═══ MATERIAL SHOWN ═══
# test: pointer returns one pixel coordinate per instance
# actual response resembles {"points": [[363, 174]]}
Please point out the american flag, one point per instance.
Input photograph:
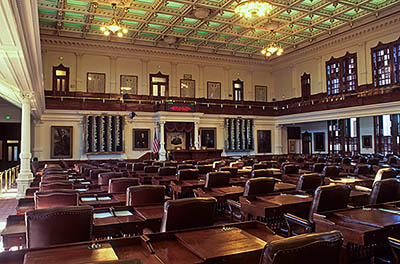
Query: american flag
═══
GIVEN TASK:
Omit the pictures and reproduce the listing exactly.

THE RESULT:
# test: pointer returns one pixel coordinate per instance
# actual response resembles {"points": [[363, 174]]}
Please point out the american flag, one point per instance.
Input photograph:
Query: american flag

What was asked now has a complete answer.